* _Work to be completed_: Could you reproduce the entries exactly, omitting every picture?

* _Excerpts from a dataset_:
--- START ---
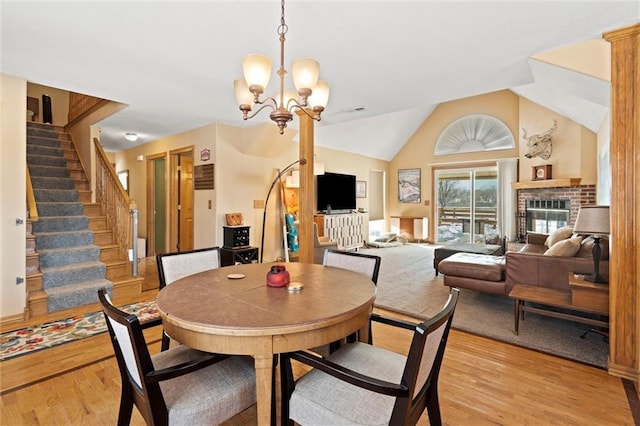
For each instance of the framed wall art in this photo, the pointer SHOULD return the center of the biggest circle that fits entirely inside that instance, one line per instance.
(409, 185)
(361, 189)
(123, 177)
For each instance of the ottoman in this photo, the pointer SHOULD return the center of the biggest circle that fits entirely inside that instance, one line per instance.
(475, 271)
(443, 252)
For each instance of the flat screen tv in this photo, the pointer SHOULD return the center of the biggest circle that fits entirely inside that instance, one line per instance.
(335, 191)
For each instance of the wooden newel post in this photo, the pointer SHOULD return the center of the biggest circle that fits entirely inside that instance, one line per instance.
(307, 190)
(624, 264)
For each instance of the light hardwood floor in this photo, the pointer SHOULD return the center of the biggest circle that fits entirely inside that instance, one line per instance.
(482, 382)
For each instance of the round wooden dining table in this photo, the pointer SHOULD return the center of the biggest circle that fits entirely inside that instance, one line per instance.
(231, 310)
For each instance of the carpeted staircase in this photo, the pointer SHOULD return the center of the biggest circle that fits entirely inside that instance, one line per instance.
(70, 262)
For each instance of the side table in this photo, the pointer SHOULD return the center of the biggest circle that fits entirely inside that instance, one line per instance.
(233, 256)
(592, 297)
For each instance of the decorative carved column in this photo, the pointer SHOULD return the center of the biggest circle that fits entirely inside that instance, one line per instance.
(307, 190)
(624, 280)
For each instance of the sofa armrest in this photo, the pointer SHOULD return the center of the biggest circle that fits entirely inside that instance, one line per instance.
(535, 238)
(546, 271)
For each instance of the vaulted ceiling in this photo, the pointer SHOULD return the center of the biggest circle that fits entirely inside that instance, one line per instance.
(389, 64)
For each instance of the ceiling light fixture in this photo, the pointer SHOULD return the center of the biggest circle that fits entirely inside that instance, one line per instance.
(130, 136)
(256, 69)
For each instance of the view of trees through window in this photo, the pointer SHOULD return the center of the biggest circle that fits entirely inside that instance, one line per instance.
(467, 201)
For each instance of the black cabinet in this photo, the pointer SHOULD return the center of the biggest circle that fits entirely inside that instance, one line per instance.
(231, 256)
(236, 236)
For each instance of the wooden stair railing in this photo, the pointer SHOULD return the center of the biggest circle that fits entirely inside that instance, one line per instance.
(31, 200)
(114, 201)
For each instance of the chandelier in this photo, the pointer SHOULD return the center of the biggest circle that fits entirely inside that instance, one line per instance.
(311, 97)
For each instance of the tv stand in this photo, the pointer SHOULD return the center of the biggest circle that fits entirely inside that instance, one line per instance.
(347, 229)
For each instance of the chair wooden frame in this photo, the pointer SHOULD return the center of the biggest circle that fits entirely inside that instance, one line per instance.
(363, 258)
(411, 396)
(147, 395)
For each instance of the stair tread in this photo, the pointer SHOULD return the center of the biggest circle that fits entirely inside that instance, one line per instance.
(70, 248)
(71, 288)
(71, 267)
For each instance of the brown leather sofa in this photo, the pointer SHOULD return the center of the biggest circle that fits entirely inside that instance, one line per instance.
(529, 265)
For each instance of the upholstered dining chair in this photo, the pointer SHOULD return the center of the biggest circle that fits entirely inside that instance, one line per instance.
(368, 385)
(320, 244)
(179, 385)
(173, 266)
(366, 264)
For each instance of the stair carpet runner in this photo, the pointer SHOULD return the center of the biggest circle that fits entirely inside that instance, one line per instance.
(70, 263)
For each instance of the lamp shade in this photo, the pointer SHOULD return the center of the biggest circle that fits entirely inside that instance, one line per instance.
(320, 95)
(256, 69)
(593, 220)
(241, 90)
(305, 73)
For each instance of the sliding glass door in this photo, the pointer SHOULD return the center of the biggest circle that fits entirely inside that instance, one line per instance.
(466, 205)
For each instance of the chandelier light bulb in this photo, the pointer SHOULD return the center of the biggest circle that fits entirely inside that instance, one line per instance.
(320, 95)
(257, 70)
(243, 95)
(305, 73)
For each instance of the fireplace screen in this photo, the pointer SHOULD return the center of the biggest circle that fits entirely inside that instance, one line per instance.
(546, 216)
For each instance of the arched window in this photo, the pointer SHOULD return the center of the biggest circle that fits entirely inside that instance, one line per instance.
(473, 133)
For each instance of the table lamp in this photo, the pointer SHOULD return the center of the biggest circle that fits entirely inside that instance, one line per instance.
(594, 221)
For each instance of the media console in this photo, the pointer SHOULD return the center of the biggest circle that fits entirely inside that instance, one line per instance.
(347, 229)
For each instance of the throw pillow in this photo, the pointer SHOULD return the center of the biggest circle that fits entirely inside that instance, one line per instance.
(559, 235)
(565, 248)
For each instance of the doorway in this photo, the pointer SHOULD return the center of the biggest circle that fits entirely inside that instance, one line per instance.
(156, 204)
(181, 199)
(467, 201)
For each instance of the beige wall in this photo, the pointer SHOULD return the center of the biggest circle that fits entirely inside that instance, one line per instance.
(574, 151)
(591, 57)
(13, 137)
(83, 132)
(59, 102)
(198, 139)
(419, 150)
(251, 158)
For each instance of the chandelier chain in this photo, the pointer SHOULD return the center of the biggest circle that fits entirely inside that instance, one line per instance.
(282, 108)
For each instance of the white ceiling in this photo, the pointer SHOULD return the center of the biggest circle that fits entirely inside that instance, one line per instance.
(174, 62)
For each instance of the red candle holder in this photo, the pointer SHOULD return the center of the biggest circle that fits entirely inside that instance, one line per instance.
(278, 276)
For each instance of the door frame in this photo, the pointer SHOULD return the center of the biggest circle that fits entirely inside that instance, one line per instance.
(451, 166)
(151, 234)
(174, 200)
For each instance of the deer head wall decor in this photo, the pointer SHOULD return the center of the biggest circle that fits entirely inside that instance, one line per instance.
(539, 145)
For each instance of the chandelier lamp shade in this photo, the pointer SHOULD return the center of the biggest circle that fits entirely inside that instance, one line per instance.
(311, 95)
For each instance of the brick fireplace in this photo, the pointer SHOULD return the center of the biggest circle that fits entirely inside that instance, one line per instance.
(554, 199)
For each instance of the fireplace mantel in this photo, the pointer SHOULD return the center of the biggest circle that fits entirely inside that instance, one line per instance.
(548, 183)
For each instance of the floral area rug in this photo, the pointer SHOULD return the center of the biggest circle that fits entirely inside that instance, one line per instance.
(43, 336)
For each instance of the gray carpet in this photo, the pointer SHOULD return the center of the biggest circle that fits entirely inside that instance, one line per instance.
(407, 284)
(69, 260)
--- END ---
* _Written solution_:
For each instance of the framed wall art in this photo, the pointer SHOULD return the center of the biggest circle that fits entirely inside that instance, one line per instance.
(409, 185)
(361, 189)
(123, 177)
For each instance of the ottoman in this photo, the pointer SHOULD return the center of the biggest circle that fits entirely inside that instance, one line per instance.
(475, 271)
(443, 252)
For each instance of the flat screen tv in this photo, the pointer SHOULD return the center of the biggest circle that fits entirely inside that instance, one line per instance.
(335, 191)
For each instance of the wooden newel post in this photo, the pointer SHOULD return the center of the biggest circle that fits entirely inside that instance, one line per instance.
(307, 190)
(624, 264)
For each instance of the light hardwood floor in this photo, the pointer SHOULD return the center of the biggest circle that fits entirely inside that instance, one line per instance.
(482, 382)
For each instance of the round wooden dining table in this photo, the pointer SHOULD return the center of the biggest circle that fits entirely inside that instance, one line per instance.
(231, 310)
For each instance of the carpeted staircase in this photo, the pointer SHOULD return the center of the biggest circle that fits entirely inside that instance, one line per instance.
(70, 262)
For each instance of the side table in this photo, the pointer SHOULD return the center of the biggest circle that fits entirely inside that instance, one line per instance.
(233, 256)
(592, 297)
For each instance of the decorative carved column in this photo, the pointer SHOULD return the center of the biggest circle that fits entirely inside that instance, one line per instance.
(307, 190)
(624, 280)
For each instance of the sofa armrest in this photo, the pointer SHOULD return the center of the biggest circle that fits entirely inside that instance, one line per instance.
(535, 238)
(546, 271)
For each instance of the vaulted ceiling in this photo, the pointer SHOULD return the center of the biggest circle that fits entirely inside that instance, one line per instance.
(389, 64)
For each instance of the ceiling light fixture in this photo, the pointer SHOULD return the center of the biggest circle that fits entirely inside that instance, one line per instance.
(130, 136)
(256, 69)
For each instance of the view of trees through window in this photo, the pointer SHOULD return the center of the biggest circle that fits entirely inside that instance, one line per instance.
(467, 201)
For each instance of the black cabinet in this photo, the pointer SHOULD return the center of the biggest circle that fits entirely inside that instance, one line per instance.
(231, 256)
(236, 236)
For each instance of the wooden stair railing in this photo, the pointer SHOULD return the center of the biggest circle that fits entirely inside that instance, one line per instance.
(31, 200)
(114, 201)
For each instance of the chandelier in this photo, the pointer SHOULD return the center of the biggest circle that fits entirely inside that instance, one line per instance.
(311, 97)
For each instance of the tv stand in this photo, the pointer SHOULD return the center of the biggest circle that fits entirely inside that instance, one line per instance.
(347, 229)
For each instance of the chair wooden frame in this photo, the pointer SHOULD return the center of the biggest circle that fits entirely inside that instance, one line per instance.
(363, 258)
(411, 396)
(147, 395)
For each instance of the stair tread in this photo, the pointer SHOULD return the center of the biggest circle that fits entirely inside that instance, one line per instance.
(70, 248)
(71, 288)
(71, 267)
For each instance of the brown leather sofa in this photo, the pointer SHOULD return the center of the biggest circle that fits entirely inside that instance, one line per instance.
(529, 265)
For each instance of the upholstered dining chair in this photo, the pointer SHOULD return the center of the biggest circle that fits entirely inside that instance, one line per instance.
(368, 385)
(320, 244)
(179, 385)
(173, 266)
(366, 264)
For each instance of the stair carpet runner in this photo, the pointer SHOULD return the center of the biggest circle that fits entirely inside that instance, one line per instance.
(70, 263)
For each instance of the lamp shade in this photo, the pointer SHOULD return the center of the biggest circle that fits entirely inside that instance, one line per instance.
(320, 95)
(256, 69)
(593, 220)
(241, 90)
(305, 73)
For each instance of the sliding glass door in this photo, the pointer SHOULD return the center of the biggest circle that fits entirely inside that instance, one line per instance.
(466, 205)
For each instance of the chandelier light bulb in this photo, the pointer SHOULD return the center of the biggest circle that fits entirely inside that instance, one line per instance.
(320, 95)
(257, 70)
(243, 95)
(305, 73)
For each instance of the fireplace screen in this photo, the pointer SHOULD return the center of the biggest circle that fits entirely inside that instance, one line per instance.
(546, 216)
For each instance of the arched window in this photo, the pointer SHOULD return the center of the biggest circle that fits entirely inside that instance, one line per instance.
(473, 133)
For each instance of the table lamp in this photo, the pointer SHOULD return the center of the biggest circle that fits entirely inside that instance, one line per instance.
(594, 221)
For each instance of the media console in this photo, the pointer SHOULD return the center of the biggest circle that fits entirely inside that instance, one line per instance.
(347, 229)
For each instance of the throw pillow in this photo, the pointer SHOULD return the center of the biggest circle that fits entirely inside that instance, one line per instance.
(559, 235)
(565, 248)
For each instance of the doorway in this photo, the pointer SHOULD return the center of the biggest circle that fits entirely inside that instance, one line per instance.
(156, 204)
(181, 199)
(467, 201)
For each instance of the beige wall in this photo, the pointer SHOULD return the center of the biggest circle that fits entirely inside that instance, one line per instance.
(574, 151)
(591, 57)
(13, 137)
(83, 132)
(59, 102)
(198, 139)
(419, 150)
(251, 158)
For each instance of the chandelier chain in this photo, the pointer SHOULD return the center of the biggest circle that fits entirely inside that instance, one line per instance.
(282, 108)
For each instance of the white ceiling in this photo, the pointer SHOULD return the center of the biggest circle that fits entirely inside that instance, one line per instance.
(174, 62)
For each instance of the red candle holder in this photo, the pointer SHOULD return the center of the biggest circle that fits entirely inside that instance, one line per instance.
(278, 276)
For each instance of the door frame in this photo, the pointer SHOULD return the center of the biggest circle that fits entirely inside that instance, one line per instance.
(451, 166)
(151, 234)
(174, 200)
For each instance of the deer head wall decor in this photo, the pointer SHOULD return the center of the biggest circle that fits entirely inside that instance, one line per instance.
(539, 145)
For each instance of the chandelier lamp shade in this photo, the pointer SHOULD return the center of the biggest circle that fits entirely inside that instance, one line per instance.
(311, 95)
For each instance of the brick fireplace in this photo, the pointer SHOULD return the center of the biggest circle that fits entirely inside that instance, one line per instance.
(554, 199)
For each instance of the fireplace mantel in this photo, the pointer SHOULD return the center of the biggest circle that fits entirely inside that instance, one line per instance.
(548, 183)
For each instance of the floral area rug in this photo, the pointer SHOULD return the center of the biggest circle that fits entirely inside that instance, one line per instance.
(43, 336)
For each instance of the gray carpet in this photo, the pointer SHOULD return the center of the biggest circle that fits entirely inside that instance, one line per instance.
(407, 284)
(69, 260)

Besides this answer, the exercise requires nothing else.